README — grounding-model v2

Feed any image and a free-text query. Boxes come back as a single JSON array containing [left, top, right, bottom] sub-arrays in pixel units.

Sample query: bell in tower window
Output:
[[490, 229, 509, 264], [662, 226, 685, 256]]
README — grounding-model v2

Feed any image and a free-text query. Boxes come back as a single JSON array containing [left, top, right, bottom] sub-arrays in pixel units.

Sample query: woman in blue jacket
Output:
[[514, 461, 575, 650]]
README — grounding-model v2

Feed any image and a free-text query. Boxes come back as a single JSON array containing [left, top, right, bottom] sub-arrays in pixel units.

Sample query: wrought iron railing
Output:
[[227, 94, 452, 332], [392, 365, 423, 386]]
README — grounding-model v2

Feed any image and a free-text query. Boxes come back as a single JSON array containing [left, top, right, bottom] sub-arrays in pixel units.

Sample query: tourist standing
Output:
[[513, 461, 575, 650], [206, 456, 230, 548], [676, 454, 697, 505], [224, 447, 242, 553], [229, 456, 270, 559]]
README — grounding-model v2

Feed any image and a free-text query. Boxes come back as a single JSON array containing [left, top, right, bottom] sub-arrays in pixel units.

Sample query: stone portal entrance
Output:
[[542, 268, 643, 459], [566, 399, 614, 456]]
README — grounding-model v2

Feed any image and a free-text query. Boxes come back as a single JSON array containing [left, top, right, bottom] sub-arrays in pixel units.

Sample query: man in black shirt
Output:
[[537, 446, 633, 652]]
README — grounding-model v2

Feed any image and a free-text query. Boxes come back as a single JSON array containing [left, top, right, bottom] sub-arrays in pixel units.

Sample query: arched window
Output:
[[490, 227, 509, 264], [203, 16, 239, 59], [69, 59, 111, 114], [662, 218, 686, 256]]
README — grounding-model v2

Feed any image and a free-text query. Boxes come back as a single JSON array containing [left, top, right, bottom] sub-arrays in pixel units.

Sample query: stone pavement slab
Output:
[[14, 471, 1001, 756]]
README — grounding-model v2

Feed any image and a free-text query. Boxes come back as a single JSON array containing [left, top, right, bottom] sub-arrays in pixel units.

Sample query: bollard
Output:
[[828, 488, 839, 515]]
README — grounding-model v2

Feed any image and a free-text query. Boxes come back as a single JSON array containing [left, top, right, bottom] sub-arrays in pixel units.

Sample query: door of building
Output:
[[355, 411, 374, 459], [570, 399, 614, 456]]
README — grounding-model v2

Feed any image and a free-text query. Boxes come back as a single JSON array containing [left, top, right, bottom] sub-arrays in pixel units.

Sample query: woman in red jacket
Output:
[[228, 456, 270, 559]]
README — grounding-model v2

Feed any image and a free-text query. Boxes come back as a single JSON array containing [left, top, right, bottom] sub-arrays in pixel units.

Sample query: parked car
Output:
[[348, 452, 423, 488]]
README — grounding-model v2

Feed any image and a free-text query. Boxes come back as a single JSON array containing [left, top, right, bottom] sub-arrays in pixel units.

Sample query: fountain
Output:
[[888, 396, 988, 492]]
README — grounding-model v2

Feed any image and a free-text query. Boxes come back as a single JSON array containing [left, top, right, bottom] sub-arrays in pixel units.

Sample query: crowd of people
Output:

☆ ☆ ☆ ☆

Reproduce all the records above line for line, changing nothing.

EXERCISE SOLUTION -
README — grounding-model v2

Feed any image and a free-text query. Boxes come back as a single JSON array containing [left, top, right, bottom] sub-arrays in pixel units.

Sample query: bell in tower window
Output:
[[490, 229, 509, 264], [662, 226, 685, 256]]
README — grounding-model v2

Feed any image and a free-text query. Boxes come back as a single JSON array containing [left, top, right, bottom] sub-arrays in pixel units.

Sample query: woman in blue jacket
Output:
[[514, 461, 575, 650]]
README — grounding-model v2

Feed any image and a free-text query. Boxes come back as a single JSON array containing [left, top, right, bottom] sub-arrays in pixel units.

Sample query: wrought iron railing
Output:
[[227, 94, 452, 332], [392, 365, 423, 386]]
README — grounding-model v2

Feed any image and a free-text query. Boxes come back as a single JSON array containing [left, top, right, bottom] sub-arrays in pixel units.

Sample query: tourist standing
Output:
[[513, 461, 575, 650], [206, 456, 230, 548], [676, 454, 697, 505], [224, 447, 242, 553], [229, 456, 270, 559]]
README — grounding-model v2

Feed any image and a free-text query. Boxes come back as a single JSON array containing [left, top, right, bottom] sub-arrays in pixel units.

Sample query: stone portal entrance
Output:
[[542, 268, 643, 459], [566, 399, 614, 456]]
README — grounding-model v2

Feed any image and a free-text query. Boxes come back as a single JSON array containing [left, top, right, bottom] sub-arrays in pixel units.

Sample query: man in black shirt
Output:
[[537, 446, 633, 652]]
README — grounding-model v2

Feed any image and a free-text query. Boxes come back as a single JSON array containing [left, top, right, bottom] sub-arrays in pixel units.

Sample query: arched window
Output:
[[490, 227, 509, 264], [203, 16, 239, 59], [69, 59, 111, 114], [662, 218, 686, 256]]
README — grounding-model v2

Feed any image and a free-text query. Boxes come back as a single JSON array containing [left, top, right, bottom] sub-arrays in pixel units.

Sample query: stone pavement slab
Output:
[[14, 471, 1001, 756]]
README — grounding-model v2

Feed any image and a free-text query. Boxes come back as a single JSON array containing [left, top, right, bottom] sub-arrays in pixel units.

Sample query: bollard
Output:
[[828, 488, 839, 515]]
README — grounding-model v2

Feed any image and a free-text query. Boxes come back as a single JSON array containing [left, top, right, bottom] sub-arrays in pixel units.

Sample query: door of building
Output:
[[355, 411, 374, 459], [570, 399, 614, 456]]
README — grounding-model v2

Feed any image and a free-text query. Boxes come back as a single JSON array containing [left, top, right, bottom] sub-arrays in pixel units.

Sample query: woman in red jacket
Output:
[[228, 456, 270, 559]]
README — grounding-model v2

Feed any image and a free-text query. Boxes come back as a single JSON array containing [left, top, right, bottom] sub-arrays in pixel units.

Sample query: parked car
Output:
[[348, 452, 423, 488]]
README — grounding-model v2

Feed any image and a free-text query. Boxes come back as a single JSON array containing [left, top, right, bottom] sub-arrays in pixel units.

Sample query: fountain
Output:
[[888, 396, 988, 492]]
README — grounding-model v2

Feed any image and a free-text query. Boxes come back as a single JSON array containing [left, top, right, bottom] sub-arrays in pixel units.

Sample query: crowd of people
Output:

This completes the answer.